### TEXTE EXTRAIT:
- - -

Un nom barbare pour décrire quelque chose qui l’est tout autant ! C’est un
examen radiographique durant lequel on aspire vos trompes de Fallope puis on y
injecte un produit de contraste afin d’observer le passage. Il permet de
constater d’éventuelles malformations, tumeurs ou adhérences. Je ne suis pas
une douillette, cela a été terriblement douloureux pour moi. Bien que très
rapide cela m’a paru interminable. Cris de douleurs, muscles crispés, mains
accrochées à la table glaciale et larmes aux yeux. La radiologue en a pris pour
son grade également. Quelques adhérences en début de parcours mais le produit
est finalement bien passé dans la cavité utérine et les trompes. La douleur persistera
une bonne semaine avant de s’estomper et enfin pouvoir oublier tout ça.
Conclusion
après ces différentes analyses… a priori tout devrait fonctionner. Et s’il y
avait un petit souci d’adhérence, la séance de torture appelée hystérosalpingographie
aura surement réglé le problème ! Les examens de mon partenaire auront
lieux que dans plusieurs semaines… On attend donc encore patiemment.
Mars
2019, tous les examens sont faits, nous attendons encore quelques résultats et
le prochain rendez-vous avec la gynécologue ne sera qu’en avril. Il faut être
patient…
Mes
règles sont à la bourre, ce qui n’arrive que très rarement mais je ne m’affole
pas car je ne veux pas être déçue encore une fois. Cela est peut-être lié à
tous ces examens qui ont mis mon utérus à rude épreuve. Je n’ai pas mal à la
poitrine, en même temps après un cancer du sein, difficile de se fier à eux
comme témoins ! Apparition d’une plaque d’acné mais qui peut être tout
autant le signe d’une grossesse que de mes derniers excès de chocolat…
Une
semaine s’est passée… toujours pas de règles… Je me décide à aller acheter un
test de grossesse en sortant du boulot. Surtout que dans 3 jours je dois passer
l’IRM de contrôle pour mon cancer. Période déjà assez stressante comme ça, j’ai
besoin d’être fixée. Je patiente jusqu’au lendemain avant d’uriner sur le petit
bâtonnet mais ce matin-là, avant même de lire le résultat, je le sens au plus
profond de moi, c’est une évidence, je suis enceinte. Bingo, 3 minutes plus
tard, le test me confirme mon intuition ! C’est parti, un bébé est en
route !

- - -

### DONNÉES ÉTUDIÉES:
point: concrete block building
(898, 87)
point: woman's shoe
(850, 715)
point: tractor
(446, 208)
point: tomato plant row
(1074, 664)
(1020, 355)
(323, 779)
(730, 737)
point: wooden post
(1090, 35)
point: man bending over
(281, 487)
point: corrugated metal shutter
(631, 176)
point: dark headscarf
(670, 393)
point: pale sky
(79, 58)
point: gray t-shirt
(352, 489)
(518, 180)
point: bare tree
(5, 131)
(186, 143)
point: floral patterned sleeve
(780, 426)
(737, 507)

- - -

### TÂCHE À FAIRE:
Répondez à ces questions à partir du texte extrait :
(a) Combien de temps la douleur a-t-elle persisté après l'hystérosalpingographie ?
(b) En quel mois est prévu le prochain rendez-vous avec la gynécologue ?
(c) Au bout de combien de minutes le test de grossesse a-t-il confirmé l'intuition ?

### RÉPONSE ATTENDUE:
(a) Une bonne semaine.
(b) En avril.
(c) Au bout de 3 minutes.